- _REQUIRED TASK_: Write the records from the start through the line containing "223 85 L 230" as a two-column CSV with the columns text and answer, one row per record. Put each field in quotes, turn line breaks into spaces, and leave the pictures out.

########

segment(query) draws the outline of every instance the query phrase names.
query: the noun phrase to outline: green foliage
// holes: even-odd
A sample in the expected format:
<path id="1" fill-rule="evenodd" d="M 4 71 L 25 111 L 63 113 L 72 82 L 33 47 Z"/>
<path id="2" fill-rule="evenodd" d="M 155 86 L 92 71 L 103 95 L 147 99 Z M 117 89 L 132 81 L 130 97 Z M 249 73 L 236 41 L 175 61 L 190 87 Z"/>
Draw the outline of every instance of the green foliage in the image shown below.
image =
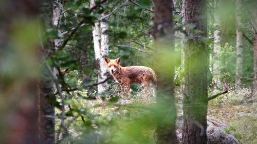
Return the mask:
<path id="1" fill-rule="evenodd" d="M 223 85 L 230 83 L 233 84 L 236 70 L 235 48 L 226 43 L 224 47 L 220 47 L 219 49 L 217 56 L 219 69 L 218 71 L 214 72 L 214 77 L 219 79 Z"/>

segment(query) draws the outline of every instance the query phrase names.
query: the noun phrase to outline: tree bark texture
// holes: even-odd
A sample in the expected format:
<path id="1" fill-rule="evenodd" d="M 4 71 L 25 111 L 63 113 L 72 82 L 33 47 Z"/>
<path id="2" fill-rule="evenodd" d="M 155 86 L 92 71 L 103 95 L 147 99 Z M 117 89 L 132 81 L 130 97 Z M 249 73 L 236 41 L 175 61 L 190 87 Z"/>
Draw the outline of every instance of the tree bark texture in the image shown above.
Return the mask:
<path id="1" fill-rule="evenodd" d="M 185 27 L 185 92 L 183 143 L 206 143 L 207 113 L 207 51 L 201 38 L 206 36 L 206 1 L 185 0 L 184 24 L 193 24 L 201 33 Z"/>
<path id="2" fill-rule="evenodd" d="M 253 88 L 257 92 L 257 2 L 253 0 L 252 25 L 253 34 Z"/>
<path id="3" fill-rule="evenodd" d="M 165 54 L 167 51 L 171 53 L 174 51 L 173 44 L 173 3 L 171 0 L 154 0 L 154 4 L 155 45 L 157 48 L 157 55 L 164 56 L 165 54 Z M 167 58 L 173 58 L 170 56 Z M 157 66 L 155 67 L 155 72 L 158 76 L 157 100 L 157 102 L 160 104 L 159 107 L 161 107 L 161 109 L 163 110 L 159 114 L 160 120 L 158 121 L 156 130 L 156 143 L 176 143 L 176 111 L 174 98 L 174 63 L 169 63 L 167 66 L 167 64 L 162 61 L 167 59 L 161 59 L 158 56 L 156 60 L 158 63 Z M 169 68 L 167 69 L 164 68 L 165 67 Z M 164 69 L 167 70 L 163 71 Z M 164 89 L 166 90 L 163 90 Z"/>
<path id="4" fill-rule="evenodd" d="M 53 3 L 53 13 L 52 13 L 52 24 L 56 27 L 58 27 L 61 24 L 61 18 L 63 16 L 63 6 L 60 1 L 55 1 Z M 58 34 L 61 34 L 61 31 L 58 29 Z M 61 46 L 61 39 L 55 39 L 53 40 L 53 45 L 54 49 L 56 50 L 59 49 L 59 47 Z"/>
<path id="5" fill-rule="evenodd" d="M 90 7 L 95 5 L 95 0 L 90 1 Z M 102 16 L 105 15 L 102 14 Z M 109 38 L 107 34 L 108 24 L 103 19 L 95 23 L 93 27 L 93 39 L 95 50 L 95 57 L 98 69 L 98 83 L 102 82 L 107 78 L 108 72 L 104 60 L 108 52 Z M 108 90 L 108 83 L 106 82 L 98 85 L 98 93 L 101 94 Z"/>
<path id="6" fill-rule="evenodd" d="M 56 9 L 53 11 L 58 11 L 60 10 Z M 58 8 L 57 8 L 58 9 Z M 53 15 L 53 2 L 51 1 L 44 1 L 41 6 L 41 18 L 43 20 L 43 31 L 47 31 L 47 29 L 52 27 L 53 25 L 57 25 L 56 20 L 58 19 L 56 17 L 59 15 L 54 13 Z M 46 42 L 42 42 L 43 46 L 45 50 L 52 50 L 53 42 L 47 39 Z M 46 55 L 47 53 L 43 55 Z M 47 56 L 44 56 L 47 57 Z M 51 79 L 51 76 L 46 66 L 42 65 L 41 68 L 42 74 L 42 79 L 39 84 L 39 128 L 40 139 L 41 143 L 54 143 L 54 107 L 53 106 L 53 101 L 54 100 L 53 95 L 53 84 Z"/>
<path id="7" fill-rule="evenodd" d="M 219 14 L 218 13 L 218 7 L 219 1 L 214 1 L 214 32 L 213 36 L 214 37 L 214 46 L 213 46 L 213 71 L 217 72 L 218 71 L 218 63 L 217 56 L 219 53 L 219 48 L 221 47 L 221 30 L 219 30 L 220 20 Z"/>
<path id="8" fill-rule="evenodd" d="M 242 86 L 240 77 L 243 75 L 243 34 L 242 32 L 241 0 L 236 0 L 236 72 L 235 79 L 236 88 L 238 89 Z"/>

########

- _ANSWER FOR THE TASK_:
text,answer
"segment(query) draws the outline of every instance the query phrase names. query: the noun phrase to outline: green foliage // holes: even-odd A sample in the expected format: <path id=""1"" fill-rule=""evenodd"" d=""M 4 71 L 25 111 L 63 113 L 72 82 L 33 47 Z""/> <path id=""2"" fill-rule=""evenodd"" d=""M 155 86 L 92 71 L 103 95 L 147 99 Z M 117 89 L 132 81 L 130 97 Z M 249 73 L 236 41 L 175 61 L 190 87 Z""/> Draw the outline of every instance of the green foliage in the image shown below. image = Return the mask:","<path id=""1"" fill-rule=""evenodd"" d=""M 223 85 L 230 83 L 233 84 L 236 70 L 235 48 L 226 43 L 224 47 L 220 47 L 219 49 L 217 56 L 219 69 L 218 71 L 214 72 L 214 77 L 219 79 Z""/>"